* **Selected text**:
==========
HUNGER

Photos by Patricia (bluebird baby)

Having to pretend since age 8 that the horrors suffered weren’t real, it became customary for me to stuff them away. That took a lot of food, food that mother loved to cook then see others eat. Weight gain, up and down since age 8.

Even mangling my inner organs to be normal. That pleased my mother who told me about the magical operation.

She left out the part that meant intense pain for hours, and countless episodes on the bathroom floor hoping to upchuck the extra teaspoon of food swallowed. What was left of my stomach was  a tiny pouch with only enough room for a tablespoon or so of food.

That is a problem for a person accustomed to using food as an escape from the body, and had since age 8 when my mother’s cure for the first terrifying attack was to stuff with me food. And if my mother’s love was at the end of a spoon it was better than nothing.

To be in my body now is a revelation. Not realizing that my entire life has been an escape, the exploration into this brings up empathy unfounded in my own inner workings. Because usually there is harshness, blame, and self-castigation. Compassion has begun to blossom.

To go through all that all alone. To suffer like that all alone, except for a mother on the side-lines always making it worse because she didn’t want a fat daughter. So she put me in fashion shows, and beauty contests, and then as an adult excitedly telling me about this operation which years later put me in the hospital due to internal bleeding where the inexperienced surgeon make his cuts to rearrange my internal organs.
==========
* **Information**:
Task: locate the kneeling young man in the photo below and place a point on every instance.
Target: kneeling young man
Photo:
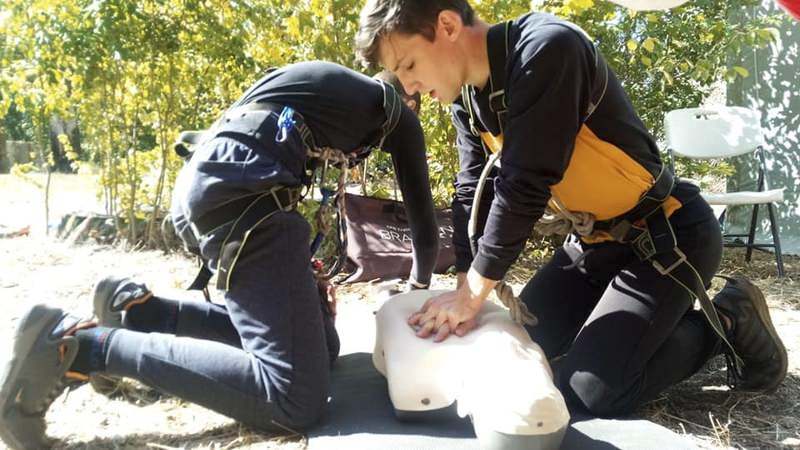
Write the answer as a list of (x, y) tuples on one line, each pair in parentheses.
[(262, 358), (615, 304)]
==========
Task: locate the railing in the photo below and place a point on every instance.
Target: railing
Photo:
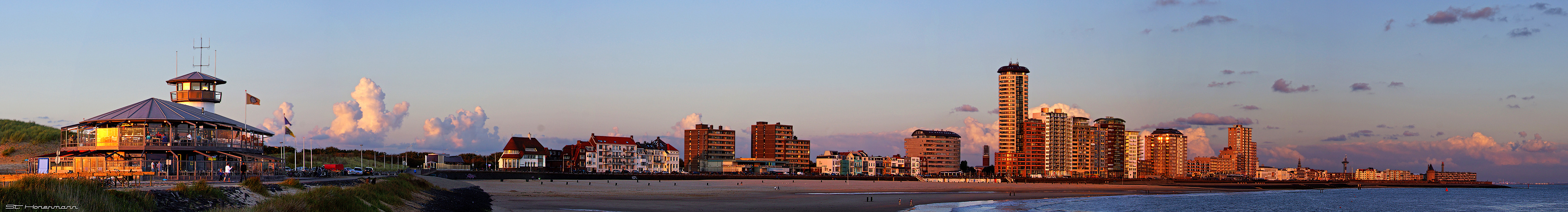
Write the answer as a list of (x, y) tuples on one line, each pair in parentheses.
==========
* **To do**:
1) Set down the passage of the HUNGER essay starting at "That is a problem" and ending at "better than nothing.", word for word.
2) Carry the HUNGER essay on from its final sentence, writing the part that follows.

* **Exercise answers**:
1)
That is a problem for a person accustomed to using food as an escape from the body, and had since age 8 when my mother’s cure for the first terrifying attack was to stuff with me food. And if my mother’s love was at the end of a spoon it was better than nothing.

2)
It was never about weight, but about pain suppressed. About a little girl alone whose only resource was eating because you readily pushed food, loved to cook, and loved even more to see it eaten.

Mom, normal is to feel. Normal is to go to your daughter’s aid and keep any son from attacking me again. It doesn’t matter if you’re left a widow with 8 kids, you’re story over and over again whenever trying to tell you how angry I was at you and why.

You could have 20 kids, just stop and do the right thing. No more attacks, and don’t tell your little daughter who is crying hot tears down her cheeks, that if it ever happens again to tell you. Of course I wouldn’t, too ashamed to do so. As if I had the power to stop it by telling you. YOU STOP IT.

So food became an escape from the body as other sons took what they wanted. And I became more and more invisible as my body got larger. And that was 60 years ago but the same methods of not feeling are still being used.

Yet beauty occurs, that of feeling deep down inside with peace not tsunamis. I can go there and be OK, better than OK. Still tentatively trying it out, but more and more comfortable being there. It is a beautiful thing, one others live daily without question. But for a trauma survivor it is a new place to be that brings wholeness, peace, and love for self.

Instead of self-repugnance for a too big body since childhood, there is the beginnings of understanding and compassion. Food is used to numb, to not be in the body. I have not understood just how terrifying my childhood was. That leaving the body became the norm when my body was attacked, not the other way around which is really the norm when living childhood without trauma.

Without intervention or release of the agony inside me, I ate for the next sixty years. Even when the stomach was butchered into a tiny pouch- I ate. I had to, even though it meant long periods wrapped about the toilet on the cold tile floor. There was still interaction with ‘family’ acting like I loved them because that’s what was required. Of course I ate.

It is a new beginning where food is eaten out of hunger, not all the other hungers, but true physical hunger. And that only begins to happen when love and compassion are heard inside of me filling the ragged holes that food once filled. That is not the head or brain… that is the soul hungry for love.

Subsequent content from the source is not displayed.